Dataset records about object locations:
++++++++

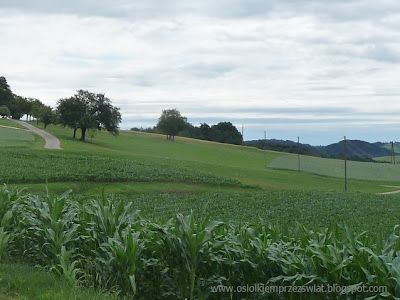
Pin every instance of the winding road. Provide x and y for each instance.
(51, 141)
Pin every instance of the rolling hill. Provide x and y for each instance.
(356, 149)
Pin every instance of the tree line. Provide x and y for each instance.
(14, 106)
(85, 110)
(172, 123)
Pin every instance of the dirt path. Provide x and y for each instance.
(51, 141)
(392, 192)
(16, 128)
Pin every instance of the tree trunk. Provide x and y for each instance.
(83, 136)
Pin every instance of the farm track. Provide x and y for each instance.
(10, 127)
(391, 192)
(51, 142)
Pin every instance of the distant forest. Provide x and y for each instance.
(356, 149)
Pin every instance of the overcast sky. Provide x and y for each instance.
(319, 69)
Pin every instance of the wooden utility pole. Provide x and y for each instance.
(393, 154)
(242, 135)
(298, 154)
(345, 164)
(265, 145)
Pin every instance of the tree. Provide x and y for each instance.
(4, 111)
(47, 116)
(17, 107)
(86, 110)
(225, 132)
(171, 122)
(36, 109)
(6, 96)
(69, 111)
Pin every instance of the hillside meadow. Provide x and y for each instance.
(144, 193)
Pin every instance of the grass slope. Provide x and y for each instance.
(335, 168)
(13, 135)
(246, 164)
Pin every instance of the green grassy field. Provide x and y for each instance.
(335, 168)
(13, 135)
(234, 184)
(245, 164)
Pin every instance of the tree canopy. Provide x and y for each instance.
(171, 122)
(86, 110)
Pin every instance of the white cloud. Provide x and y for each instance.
(213, 59)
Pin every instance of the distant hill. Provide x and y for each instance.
(356, 149)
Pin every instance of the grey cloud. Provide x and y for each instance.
(335, 9)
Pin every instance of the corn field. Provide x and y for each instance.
(105, 243)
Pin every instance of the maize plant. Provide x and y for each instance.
(105, 243)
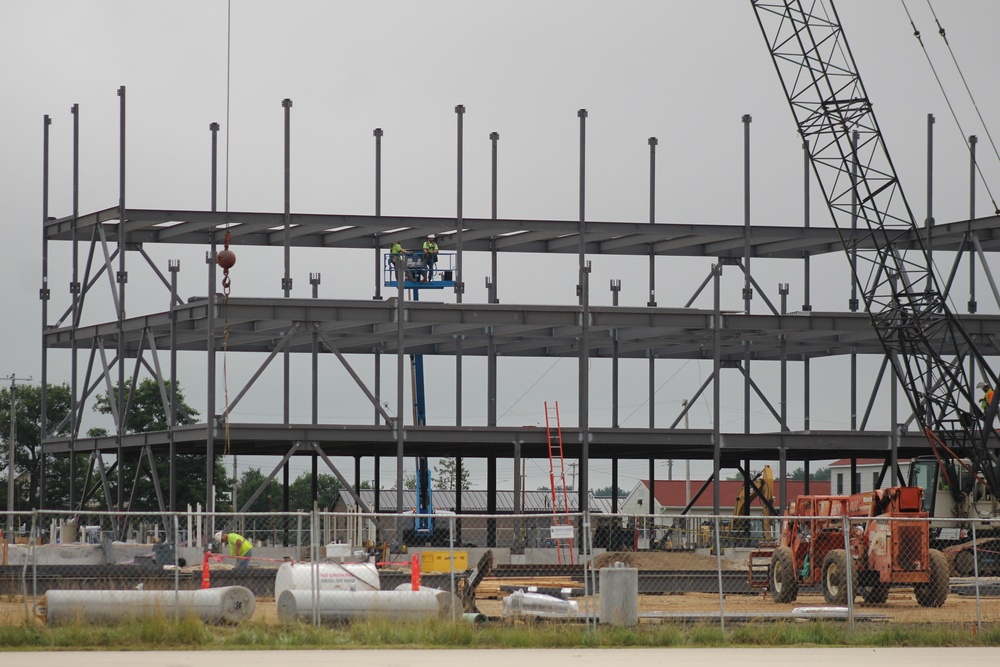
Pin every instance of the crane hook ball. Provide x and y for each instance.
(226, 258)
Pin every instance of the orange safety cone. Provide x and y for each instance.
(206, 579)
(415, 572)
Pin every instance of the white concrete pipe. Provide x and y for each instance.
(331, 577)
(342, 606)
(229, 604)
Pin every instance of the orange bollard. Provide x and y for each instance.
(206, 581)
(415, 572)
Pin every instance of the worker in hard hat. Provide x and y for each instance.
(239, 547)
(987, 398)
(430, 256)
(399, 264)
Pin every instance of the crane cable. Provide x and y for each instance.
(225, 279)
(965, 83)
(941, 31)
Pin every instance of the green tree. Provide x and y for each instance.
(444, 475)
(300, 492)
(147, 413)
(27, 454)
(269, 500)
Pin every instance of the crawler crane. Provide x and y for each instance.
(925, 342)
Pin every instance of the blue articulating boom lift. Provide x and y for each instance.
(417, 277)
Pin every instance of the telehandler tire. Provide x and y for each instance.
(835, 577)
(784, 580)
(935, 592)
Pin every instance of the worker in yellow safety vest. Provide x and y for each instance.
(430, 256)
(987, 398)
(239, 546)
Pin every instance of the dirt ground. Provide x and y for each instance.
(667, 560)
(901, 607)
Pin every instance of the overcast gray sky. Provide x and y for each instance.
(685, 72)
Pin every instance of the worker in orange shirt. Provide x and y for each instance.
(987, 398)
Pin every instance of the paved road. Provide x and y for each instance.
(772, 657)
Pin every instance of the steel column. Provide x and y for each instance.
(747, 289)
(584, 285)
(459, 277)
(210, 328)
(44, 295)
(652, 141)
(716, 381)
(122, 279)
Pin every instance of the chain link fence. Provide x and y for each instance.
(324, 567)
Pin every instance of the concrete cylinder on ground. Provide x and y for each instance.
(229, 604)
(331, 577)
(343, 606)
(619, 586)
(69, 532)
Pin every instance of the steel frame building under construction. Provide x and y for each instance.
(389, 326)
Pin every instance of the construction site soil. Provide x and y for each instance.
(901, 607)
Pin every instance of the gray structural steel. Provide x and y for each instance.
(273, 327)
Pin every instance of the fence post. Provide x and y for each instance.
(718, 571)
(415, 572)
(177, 568)
(314, 557)
(975, 573)
(849, 575)
(34, 569)
(206, 578)
(588, 562)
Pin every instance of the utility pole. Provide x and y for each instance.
(10, 454)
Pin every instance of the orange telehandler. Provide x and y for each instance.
(887, 544)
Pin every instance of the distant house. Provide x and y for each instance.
(670, 497)
(866, 475)
(665, 525)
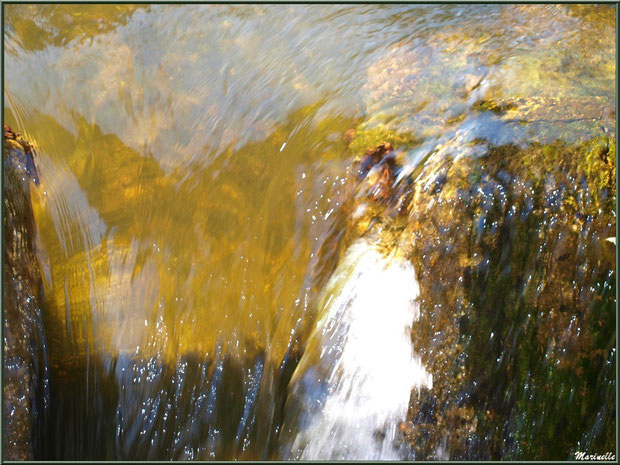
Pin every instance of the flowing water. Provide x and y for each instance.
(207, 291)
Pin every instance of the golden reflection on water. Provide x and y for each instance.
(192, 157)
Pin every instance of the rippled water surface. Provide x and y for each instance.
(194, 201)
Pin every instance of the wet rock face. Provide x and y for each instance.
(517, 286)
(25, 365)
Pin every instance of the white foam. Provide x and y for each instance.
(360, 367)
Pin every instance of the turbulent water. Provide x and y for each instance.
(213, 287)
(352, 387)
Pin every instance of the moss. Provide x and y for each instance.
(368, 136)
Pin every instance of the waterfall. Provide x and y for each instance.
(353, 384)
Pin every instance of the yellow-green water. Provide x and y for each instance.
(193, 159)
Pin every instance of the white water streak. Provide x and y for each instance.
(359, 368)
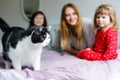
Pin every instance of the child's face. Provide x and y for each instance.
(103, 20)
(70, 16)
(39, 20)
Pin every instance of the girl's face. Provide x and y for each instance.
(39, 20)
(70, 16)
(103, 20)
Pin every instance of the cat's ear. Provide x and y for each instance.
(49, 27)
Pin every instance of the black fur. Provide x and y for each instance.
(13, 35)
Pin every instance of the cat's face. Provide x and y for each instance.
(41, 35)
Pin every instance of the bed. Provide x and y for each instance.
(58, 65)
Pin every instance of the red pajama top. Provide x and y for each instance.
(104, 48)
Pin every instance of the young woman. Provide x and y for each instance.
(105, 45)
(76, 32)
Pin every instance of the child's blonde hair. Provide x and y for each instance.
(108, 10)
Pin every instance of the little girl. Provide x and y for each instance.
(105, 44)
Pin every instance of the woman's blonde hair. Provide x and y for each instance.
(108, 10)
(77, 31)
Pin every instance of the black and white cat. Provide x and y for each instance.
(23, 47)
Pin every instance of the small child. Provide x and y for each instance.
(105, 44)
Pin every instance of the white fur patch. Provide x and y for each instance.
(27, 53)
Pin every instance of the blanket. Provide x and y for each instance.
(64, 67)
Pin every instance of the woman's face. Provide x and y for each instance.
(39, 20)
(70, 16)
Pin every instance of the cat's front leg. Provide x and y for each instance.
(17, 65)
(36, 64)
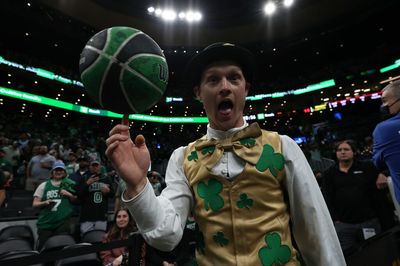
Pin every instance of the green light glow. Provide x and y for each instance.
(314, 87)
(41, 72)
(388, 68)
(20, 95)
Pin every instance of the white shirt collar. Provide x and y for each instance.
(220, 134)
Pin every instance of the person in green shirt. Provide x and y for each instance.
(55, 199)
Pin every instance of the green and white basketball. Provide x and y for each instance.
(123, 70)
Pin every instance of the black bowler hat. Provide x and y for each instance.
(218, 52)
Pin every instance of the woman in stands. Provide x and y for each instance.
(122, 227)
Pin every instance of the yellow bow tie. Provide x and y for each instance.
(242, 143)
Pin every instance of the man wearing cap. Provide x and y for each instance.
(54, 197)
(386, 136)
(250, 190)
(94, 191)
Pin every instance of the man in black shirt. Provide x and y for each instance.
(352, 197)
(94, 191)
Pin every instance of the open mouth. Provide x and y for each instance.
(225, 106)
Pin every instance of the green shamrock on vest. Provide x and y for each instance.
(210, 194)
(199, 237)
(209, 150)
(248, 142)
(244, 202)
(270, 160)
(274, 253)
(68, 185)
(193, 156)
(219, 238)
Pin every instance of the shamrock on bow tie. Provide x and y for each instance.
(241, 143)
(271, 160)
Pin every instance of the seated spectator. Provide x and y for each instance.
(155, 179)
(54, 197)
(2, 188)
(95, 189)
(73, 164)
(121, 229)
(354, 202)
(6, 180)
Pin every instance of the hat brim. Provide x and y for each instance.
(243, 57)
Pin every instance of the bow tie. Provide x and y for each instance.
(242, 143)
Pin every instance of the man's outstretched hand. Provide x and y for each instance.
(130, 159)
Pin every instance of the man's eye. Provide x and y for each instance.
(212, 79)
(234, 77)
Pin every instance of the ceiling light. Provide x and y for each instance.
(169, 15)
(288, 3)
(269, 8)
(158, 12)
(182, 15)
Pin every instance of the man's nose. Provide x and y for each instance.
(225, 86)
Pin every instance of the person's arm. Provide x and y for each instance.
(162, 219)
(2, 196)
(73, 198)
(38, 196)
(29, 170)
(312, 225)
(377, 157)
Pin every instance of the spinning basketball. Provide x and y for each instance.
(123, 70)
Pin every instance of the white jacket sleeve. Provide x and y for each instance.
(313, 228)
(161, 220)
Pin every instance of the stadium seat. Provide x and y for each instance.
(90, 259)
(14, 244)
(93, 236)
(57, 242)
(18, 254)
(17, 231)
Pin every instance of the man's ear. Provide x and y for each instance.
(196, 91)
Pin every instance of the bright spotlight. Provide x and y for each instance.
(169, 15)
(158, 12)
(197, 16)
(182, 15)
(269, 8)
(288, 3)
(190, 16)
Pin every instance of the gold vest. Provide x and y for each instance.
(244, 221)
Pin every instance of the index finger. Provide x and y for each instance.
(125, 120)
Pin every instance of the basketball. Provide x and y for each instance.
(123, 70)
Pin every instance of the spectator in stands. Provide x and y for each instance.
(94, 191)
(236, 170)
(318, 166)
(3, 161)
(386, 136)
(353, 200)
(39, 168)
(55, 199)
(83, 164)
(3, 182)
(72, 165)
(155, 179)
(123, 225)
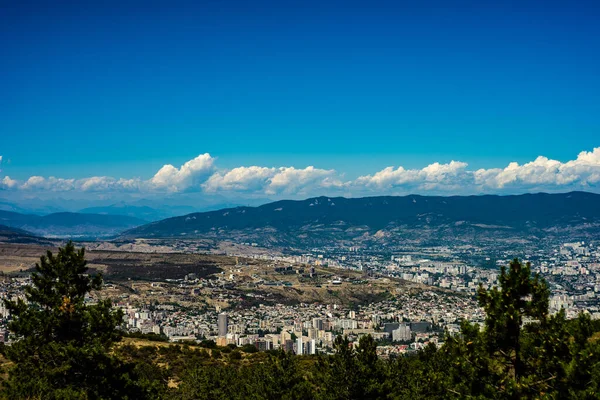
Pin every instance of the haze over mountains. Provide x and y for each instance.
(320, 220)
(335, 220)
(69, 225)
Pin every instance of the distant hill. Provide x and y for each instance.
(142, 212)
(14, 235)
(318, 220)
(66, 224)
(148, 213)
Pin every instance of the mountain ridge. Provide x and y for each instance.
(69, 224)
(331, 215)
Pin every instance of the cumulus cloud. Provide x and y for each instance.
(192, 173)
(433, 176)
(584, 171)
(201, 174)
(8, 183)
(241, 179)
(271, 180)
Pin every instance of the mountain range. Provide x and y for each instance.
(320, 220)
(69, 225)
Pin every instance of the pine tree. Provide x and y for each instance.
(62, 344)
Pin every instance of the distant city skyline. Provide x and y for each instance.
(273, 101)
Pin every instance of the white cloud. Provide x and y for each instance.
(192, 173)
(433, 176)
(201, 174)
(271, 180)
(8, 183)
(290, 180)
(240, 179)
(544, 172)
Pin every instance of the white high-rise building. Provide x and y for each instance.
(222, 324)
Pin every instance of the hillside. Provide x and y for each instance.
(318, 220)
(15, 235)
(66, 224)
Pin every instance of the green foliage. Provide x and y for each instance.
(63, 344)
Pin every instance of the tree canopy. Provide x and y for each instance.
(65, 349)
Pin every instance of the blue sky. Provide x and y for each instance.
(117, 91)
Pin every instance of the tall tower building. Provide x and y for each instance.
(222, 324)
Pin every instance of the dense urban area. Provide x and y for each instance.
(410, 296)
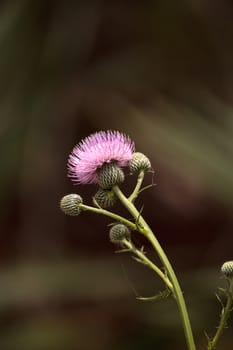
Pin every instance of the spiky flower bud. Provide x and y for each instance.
(110, 175)
(105, 198)
(227, 269)
(119, 232)
(69, 204)
(139, 162)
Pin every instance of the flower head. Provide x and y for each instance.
(94, 151)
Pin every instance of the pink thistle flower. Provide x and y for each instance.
(94, 151)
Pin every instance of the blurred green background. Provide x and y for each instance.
(160, 71)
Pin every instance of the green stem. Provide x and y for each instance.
(145, 229)
(135, 192)
(109, 214)
(224, 316)
(149, 263)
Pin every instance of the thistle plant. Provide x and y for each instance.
(103, 159)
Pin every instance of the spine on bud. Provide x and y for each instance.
(69, 204)
(227, 269)
(110, 175)
(139, 162)
(118, 233)
(105, 198)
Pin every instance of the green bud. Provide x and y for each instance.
(105, 198)
(139, 162)
(110, 175)
(69, 204)
(227, 269)
(119, 232)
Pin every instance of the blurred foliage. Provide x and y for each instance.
(160, 71)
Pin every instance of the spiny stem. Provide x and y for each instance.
(148, 262)
(176, 287)
(224, 317)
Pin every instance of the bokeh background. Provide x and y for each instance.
(160, 71)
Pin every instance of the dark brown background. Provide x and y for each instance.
(160, 71)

++++++++

### STATED GOAL:
Output nothing but the lines from the line with "Pin every instance of the white high-rise" through the last line of the material above, please, word for word and without the pictures.

### RESPONSE:
Pin every instance of the white high-rise building. Provide x and y for each instance.
(222, 324)
Pin every instance of the hillside. Provide x and y for each instance.
(318, 220)
(15, 235)
(66, 224)
Pin every instance of the green foliage. Provide x and y for each instance.
(63, 344)
Pin every instance of the tree canopy. Provide x and y for each instance.
(65, 349)
Pin every instance of the blue sky. Provide x and y for each instance.
(117, 91)
Pin every instance of the tall tower building. Provide x and y for each instance.
(222, 324)
Pin every instance of the dense urban area. Provide x and y for each instance.
(410, 296)
Pin every instance of the spiky flower bud. Provide x and y for each instance.
(110, 175)
(105, 198)
(227, 269)
(119, 232)
(69, 204)
(139, 162)
Pin every instance of the flower head. Provide x and y for each instance.
(94, 151)
Pin every instance of the pink thistle flower. Provide x and y for each instance.
(94, 151)
Pin every instance of the blurred green background. Provide x and y for each instance.
(160, 71)
Pin every instance of the green stem. Provide x and y for each instance.
(145, 229)
(135, 192)
(109, 214)
(224, 316)
(149, 263)
Pin every instance of the thistle plant. Provide x and y for each instance.
(103, 159)
Pin every instance of the spine on bud. Provide x and y for each instance.
(69, 204)
(227, 269)
(110, 175)
(139, 162)
(118, 233)
(105, 198)
Pin every instance of the green bud. Provide x and y for each instance.
(105, 198)
(139, 162)
(110, 175)
(69, 204)
(227, 269)
(119, 232)
Pin every instance of the blurred foliage. Provide x and y for each instance.
(160, 71)
Pin every instance of the spiny stem. Provide x and y for each instance.
(148, 262)
(176, 287)
(224, 317)
Pin every instance of the bokeh background. Provide x and y for each instance.
(160, 71)
Pin every instance of the dark brown background. Provide x and y for each instance.
(160, 71)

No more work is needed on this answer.